AR didn't take ethics as a primary; she asked ``What is ethics anyway? Why do we need it? What purpose does it serve?''

One obvious fact about morality is its tremendous motivating power. People have done anything-from killing others to killing themselves or their children-in the name of morality. You may have experienced the emotional grip of morality yourself: that feeling of getting worked up over right and wrong. Ayn Rand recognized the psychological power of ethics; she explained where that power comes from and, unlike most secular thinkers of today, affirmed its importance in human life. However, the emotional power of morality was not her starting point in defining morality; she looked to other facts to ground her theory.

At the foundation of the O'ist morality are two observations. The first is the crucial difference between living organisms and inanimate objects. Living organisms, such as dogs, face the alternative of life and death; inanimate objects, such as rocks, do not. Life is conditional; it requires a specific course of action to maintain. Life requires values: oak trees need water and sunlight, dogs need food and water. It is only to a living organism acting to survive can something be good or bad: the good furthers life, the bad hinders it.

In Objectivism, life is the ultimate value; it is the standard of value against which good and bad are measured. In pursuing a project at work the goals of the project become important measures of relevance: what furthers the goals of the project is valuable, what doesn't further the goals is a hinderence. Now the goals of the project itself where chosen because they, in turn, further the goals of the department, and the department's goals where chosen in reference to the company's goals. In order for this chain of goals to make any sense, it has to stop somewhere; there has to be some ultimate goal, some ``end in itself,'' as philosophers put it, towards which all other goals are a means. Ayn Rand's crucial insight is that this ultimate goal, this end in itself, is life: goals exist because life exists and life, by its nature, requires goal-directed action. As she put it:

Without an ultimate goal or end, there can be no lesser goals or means: a series of means going off into an infinite progression towards a non-existent end is a metaphysical and epistemological impossibility. It is only an ultimate goal, an end in itself, that makes the existence of values possible. Metaphysically, life is the only phenomenon that is an end in itself: a value gained and kept by a constant process of action. Epistemologically, the concept ``value'' is genetically dependent upon and derived from the antecedent concept of ``life.''

The second observation at the base of the O'ist morality is that humans, unlike other living organisms, do not automatically pursue the values they need for survival. Humans have to discover those values and choose to pursue them.

__Data to examine__

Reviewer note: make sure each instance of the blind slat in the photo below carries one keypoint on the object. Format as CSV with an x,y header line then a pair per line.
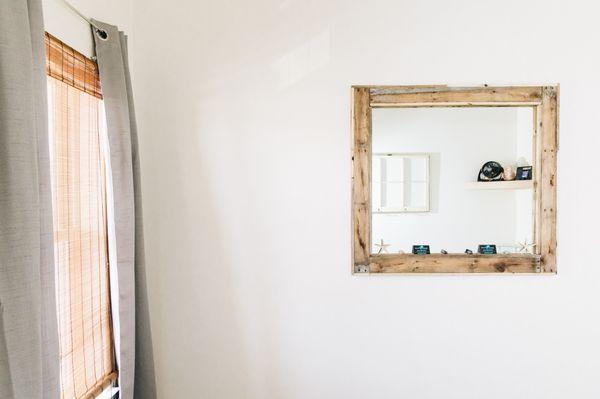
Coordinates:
x,y
68,65
79,200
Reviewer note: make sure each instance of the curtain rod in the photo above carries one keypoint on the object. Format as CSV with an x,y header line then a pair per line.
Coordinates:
x,y
101,32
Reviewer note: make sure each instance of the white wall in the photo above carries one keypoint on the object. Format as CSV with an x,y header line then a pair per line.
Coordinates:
x,y
63,23
244,121
459,141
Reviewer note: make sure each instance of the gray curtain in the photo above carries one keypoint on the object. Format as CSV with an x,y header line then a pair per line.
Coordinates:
x,y
29,362
134,341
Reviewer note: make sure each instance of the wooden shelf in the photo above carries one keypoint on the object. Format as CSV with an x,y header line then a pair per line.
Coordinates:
x,y
500,185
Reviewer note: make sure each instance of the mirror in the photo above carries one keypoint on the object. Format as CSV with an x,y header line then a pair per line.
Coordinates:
x,y
424,188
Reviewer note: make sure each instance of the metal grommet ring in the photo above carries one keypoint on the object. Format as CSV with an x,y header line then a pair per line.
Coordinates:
x,y
102,34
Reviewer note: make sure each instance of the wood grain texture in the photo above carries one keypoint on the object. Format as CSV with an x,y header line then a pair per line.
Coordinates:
x,y
361,176
454,263
455,96
547,178
545,102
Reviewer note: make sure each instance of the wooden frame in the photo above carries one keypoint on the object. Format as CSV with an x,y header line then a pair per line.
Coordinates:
x,y
543,99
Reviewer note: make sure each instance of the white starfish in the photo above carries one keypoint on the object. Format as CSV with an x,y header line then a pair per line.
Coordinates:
x,y
382,247
525,246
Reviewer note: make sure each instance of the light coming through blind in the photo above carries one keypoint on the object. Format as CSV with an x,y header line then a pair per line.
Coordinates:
x,y
77,142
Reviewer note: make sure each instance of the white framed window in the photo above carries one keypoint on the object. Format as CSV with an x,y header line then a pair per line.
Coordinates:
x,y
400,183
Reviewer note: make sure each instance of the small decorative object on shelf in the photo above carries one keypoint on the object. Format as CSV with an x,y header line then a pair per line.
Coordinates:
x,y
524,173
507,249
382,247
490,171
421,250
525,246
510,172
487,249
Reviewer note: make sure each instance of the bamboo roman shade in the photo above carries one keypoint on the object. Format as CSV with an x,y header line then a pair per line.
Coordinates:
x,y
67,65
77,133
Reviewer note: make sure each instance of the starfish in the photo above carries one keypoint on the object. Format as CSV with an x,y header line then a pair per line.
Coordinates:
x,y
525,246
382,247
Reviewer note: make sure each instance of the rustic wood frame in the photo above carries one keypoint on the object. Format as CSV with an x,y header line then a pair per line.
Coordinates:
x,y
545,103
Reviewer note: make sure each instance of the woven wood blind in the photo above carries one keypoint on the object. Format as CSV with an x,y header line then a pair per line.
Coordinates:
x,y
67,65
77,141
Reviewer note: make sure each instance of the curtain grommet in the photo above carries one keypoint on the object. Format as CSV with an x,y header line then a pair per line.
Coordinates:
x,y
101,33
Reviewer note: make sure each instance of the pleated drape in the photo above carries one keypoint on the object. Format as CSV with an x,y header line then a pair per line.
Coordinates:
x,y
132,334
29,361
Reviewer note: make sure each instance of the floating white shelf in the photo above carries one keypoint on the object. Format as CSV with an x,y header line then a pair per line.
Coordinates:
x,y
500,185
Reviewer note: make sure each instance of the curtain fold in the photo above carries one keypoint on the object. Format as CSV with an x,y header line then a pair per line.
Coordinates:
x,y
133,340
29,361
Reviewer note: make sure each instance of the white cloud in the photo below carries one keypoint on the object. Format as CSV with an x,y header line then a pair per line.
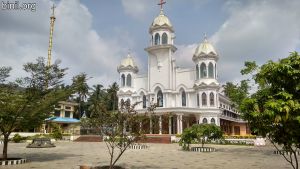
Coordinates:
x,y
254,31
75,42
138,8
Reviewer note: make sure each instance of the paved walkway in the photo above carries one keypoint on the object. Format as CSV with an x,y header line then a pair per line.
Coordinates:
x,y
69,155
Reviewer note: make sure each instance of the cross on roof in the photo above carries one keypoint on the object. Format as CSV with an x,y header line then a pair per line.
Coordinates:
x,y
161,3
53,7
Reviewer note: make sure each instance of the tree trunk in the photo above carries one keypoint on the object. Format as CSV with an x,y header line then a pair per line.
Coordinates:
x,y
5,144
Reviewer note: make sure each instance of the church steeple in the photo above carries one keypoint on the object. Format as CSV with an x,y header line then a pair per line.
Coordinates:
x,y
52,20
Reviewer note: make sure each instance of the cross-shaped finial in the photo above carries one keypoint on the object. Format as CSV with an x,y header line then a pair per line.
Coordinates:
x,y
161,4
53,7
205,36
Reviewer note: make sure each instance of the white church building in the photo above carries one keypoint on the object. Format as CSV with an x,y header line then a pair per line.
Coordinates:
x,y
185,96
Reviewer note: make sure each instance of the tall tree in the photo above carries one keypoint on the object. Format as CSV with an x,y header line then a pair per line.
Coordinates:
x,y
237,92
274,110
82,89
121,128
27,102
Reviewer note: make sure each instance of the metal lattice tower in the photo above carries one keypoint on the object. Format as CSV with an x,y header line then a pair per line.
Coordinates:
x,y
52,19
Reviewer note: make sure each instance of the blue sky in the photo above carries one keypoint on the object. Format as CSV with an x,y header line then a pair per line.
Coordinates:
x,y
93,36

__Brief 1__
From the passage on Objectivist ethics, copy verbatim everything from "The second observation" down to "to pursue them.".
__Brief 2__
According to the passage on Objectivist ethics, what does Objectivism hold to be the ultimate value?

__Worked solution 1__
The second observation at the base of the O'ist morality is that humans, unlike other living organisms, do not automatically pursue the values they need for survival. Humans have to discover those values and choose to pursue them.

__Worked solution 2__
Life, which is the standard of value against which good and bad are measured.